Page extract below:

I am a senior gent whose lady friend died almost a year ago without a will. We had lived together in California for 18 years. Everything she had was in joint accounts with me. But I later discovered an annuity she had overlooked and no doubt forgotten about. The beneficiaries of the annuity have been dead for years. She has no living relatives except for a couple of half-nephews in Nebraska she has not seen in more than years. Since I was closest to her and I took care her, could I be appointed executor so I can get the annuity? I have no idea what it’s worth.

Tom

Dear Tom,

Today, non-traditional relationships are as common as marriage. Unfortunately for you, the law hasn’t been updated to take your relationship into account regarding the disposition of your lady friend’s estate. If all of the beneficiaries named in the annuity are deceased, then the annuity pays into her probate estate. Since there’s no will, the probate estate goes to your friend’s blood relatives, and you’re not one of them.

There’s no such thing as common law marriage in California, and that means your legal rights against your friend’s estate are the same as that of any friend, neighbor, casual acquaintance and stranger. The only claim you have against her estate is if she owed you money. But it’s not enough for you to show that you provided her care and that you ought to be compensated for it – you have to show that she promised to pay you and that she really owes you the money.

End of Page extract.
Data for review below:

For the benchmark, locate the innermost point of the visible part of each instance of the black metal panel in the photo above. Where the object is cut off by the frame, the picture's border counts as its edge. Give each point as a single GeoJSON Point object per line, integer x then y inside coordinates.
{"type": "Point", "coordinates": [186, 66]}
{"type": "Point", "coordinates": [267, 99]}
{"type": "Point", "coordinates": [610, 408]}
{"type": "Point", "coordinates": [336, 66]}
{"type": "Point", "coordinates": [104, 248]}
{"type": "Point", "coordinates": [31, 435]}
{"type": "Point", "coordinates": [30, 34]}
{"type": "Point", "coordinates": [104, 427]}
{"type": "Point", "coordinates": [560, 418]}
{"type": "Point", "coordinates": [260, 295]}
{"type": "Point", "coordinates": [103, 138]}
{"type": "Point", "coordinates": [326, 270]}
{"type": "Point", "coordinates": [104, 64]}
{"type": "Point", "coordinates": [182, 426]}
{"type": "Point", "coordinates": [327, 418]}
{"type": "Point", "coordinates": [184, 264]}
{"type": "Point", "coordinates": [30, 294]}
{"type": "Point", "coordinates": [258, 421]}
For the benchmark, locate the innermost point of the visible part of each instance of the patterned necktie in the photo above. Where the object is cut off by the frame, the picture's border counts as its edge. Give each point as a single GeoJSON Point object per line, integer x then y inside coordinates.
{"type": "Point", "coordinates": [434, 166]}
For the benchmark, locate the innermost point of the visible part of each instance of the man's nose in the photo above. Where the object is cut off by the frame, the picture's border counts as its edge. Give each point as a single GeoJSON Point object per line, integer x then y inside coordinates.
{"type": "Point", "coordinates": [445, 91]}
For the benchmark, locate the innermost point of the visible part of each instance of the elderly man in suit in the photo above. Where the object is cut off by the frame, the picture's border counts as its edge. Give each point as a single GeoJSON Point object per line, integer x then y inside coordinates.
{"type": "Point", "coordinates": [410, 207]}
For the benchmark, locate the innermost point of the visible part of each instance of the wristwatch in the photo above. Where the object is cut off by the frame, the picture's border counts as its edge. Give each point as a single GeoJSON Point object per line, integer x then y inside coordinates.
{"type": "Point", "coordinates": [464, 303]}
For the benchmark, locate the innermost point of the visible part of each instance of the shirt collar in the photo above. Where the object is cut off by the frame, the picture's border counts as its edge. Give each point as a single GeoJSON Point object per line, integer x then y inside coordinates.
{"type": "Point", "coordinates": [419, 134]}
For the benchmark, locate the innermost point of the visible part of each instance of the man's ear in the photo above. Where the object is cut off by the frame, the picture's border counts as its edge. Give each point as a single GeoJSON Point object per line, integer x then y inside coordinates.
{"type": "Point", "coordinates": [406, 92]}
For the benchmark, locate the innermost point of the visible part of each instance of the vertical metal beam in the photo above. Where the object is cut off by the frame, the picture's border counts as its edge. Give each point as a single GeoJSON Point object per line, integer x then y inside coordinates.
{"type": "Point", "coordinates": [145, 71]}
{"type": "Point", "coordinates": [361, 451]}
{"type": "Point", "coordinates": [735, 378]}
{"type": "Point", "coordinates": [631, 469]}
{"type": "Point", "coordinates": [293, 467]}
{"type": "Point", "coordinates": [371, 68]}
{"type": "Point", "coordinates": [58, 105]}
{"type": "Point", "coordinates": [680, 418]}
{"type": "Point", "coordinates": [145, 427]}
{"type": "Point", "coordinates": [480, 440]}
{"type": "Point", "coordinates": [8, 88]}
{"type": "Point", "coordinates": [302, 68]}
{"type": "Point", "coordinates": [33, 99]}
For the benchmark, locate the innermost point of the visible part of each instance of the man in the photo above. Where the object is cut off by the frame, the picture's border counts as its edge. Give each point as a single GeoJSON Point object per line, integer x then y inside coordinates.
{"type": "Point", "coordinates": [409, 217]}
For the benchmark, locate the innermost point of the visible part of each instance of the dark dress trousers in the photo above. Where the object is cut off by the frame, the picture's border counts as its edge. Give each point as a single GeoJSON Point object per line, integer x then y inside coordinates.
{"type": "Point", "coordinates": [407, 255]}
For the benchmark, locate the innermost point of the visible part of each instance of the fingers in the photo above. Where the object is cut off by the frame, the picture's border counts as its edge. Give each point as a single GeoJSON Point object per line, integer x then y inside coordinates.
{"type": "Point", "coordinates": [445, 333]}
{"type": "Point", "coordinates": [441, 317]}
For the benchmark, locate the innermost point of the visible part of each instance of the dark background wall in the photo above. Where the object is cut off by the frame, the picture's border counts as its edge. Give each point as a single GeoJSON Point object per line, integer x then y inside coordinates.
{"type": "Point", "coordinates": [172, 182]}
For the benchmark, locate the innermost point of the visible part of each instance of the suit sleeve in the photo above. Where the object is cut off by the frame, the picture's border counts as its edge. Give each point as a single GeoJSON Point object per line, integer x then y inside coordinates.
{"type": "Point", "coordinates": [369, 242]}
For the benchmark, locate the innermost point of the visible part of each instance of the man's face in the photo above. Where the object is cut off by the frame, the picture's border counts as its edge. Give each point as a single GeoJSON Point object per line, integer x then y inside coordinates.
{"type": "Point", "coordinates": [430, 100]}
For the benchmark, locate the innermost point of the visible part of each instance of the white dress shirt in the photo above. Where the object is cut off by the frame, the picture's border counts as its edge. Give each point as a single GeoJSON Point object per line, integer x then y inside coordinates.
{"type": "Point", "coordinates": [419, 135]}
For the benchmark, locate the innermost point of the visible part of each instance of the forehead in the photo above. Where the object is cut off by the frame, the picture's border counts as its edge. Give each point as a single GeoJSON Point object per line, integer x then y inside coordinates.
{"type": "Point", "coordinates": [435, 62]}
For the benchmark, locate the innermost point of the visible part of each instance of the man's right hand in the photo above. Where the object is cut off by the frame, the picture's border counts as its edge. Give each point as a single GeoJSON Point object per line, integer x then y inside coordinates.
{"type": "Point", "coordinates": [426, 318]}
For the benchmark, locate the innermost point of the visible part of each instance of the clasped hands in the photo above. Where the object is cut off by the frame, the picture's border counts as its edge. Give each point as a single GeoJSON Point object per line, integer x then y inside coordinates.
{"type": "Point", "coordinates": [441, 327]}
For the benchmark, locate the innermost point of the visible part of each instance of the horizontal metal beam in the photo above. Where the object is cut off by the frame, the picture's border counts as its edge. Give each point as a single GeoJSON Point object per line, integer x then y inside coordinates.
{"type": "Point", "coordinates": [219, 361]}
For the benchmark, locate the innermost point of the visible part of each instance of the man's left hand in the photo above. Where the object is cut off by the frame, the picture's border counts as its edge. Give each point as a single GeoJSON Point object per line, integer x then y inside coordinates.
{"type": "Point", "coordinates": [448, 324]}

End of Data for review.

Task A:
From the advice column above the records, copy the part that opens with the words containing "There’s no such" and closes with "you the money.".
Task B:
Rewrite the paragraph of the advice column that begins "There's no such thing as common law marriage" as a short list, keeping its main facts.

Expected output A:
There’s no such thing as common law marriage in California, and that means your legal rights against your friend’s estate are the same as that of any friend, neighbor, casual acquaintance and stranger. The only claim you have against her estate is if she owed you money. But it’s not enough for you to show that you provided her care and that you ought to be compensated for it – you have to show that she promised to pay you and that she really owes you the money.

Expected output B:
- California has no common law marriage.
- Tom's legal rights against his friend's estate are the same as those of any friend, neighbor, casual acquaintance or stranger.
- His only claim against her estate would be if she owed him money.
- Showing that he cared for her and should be paid for it is not enough.
- He must show that she promised to pay him and really owes him the money.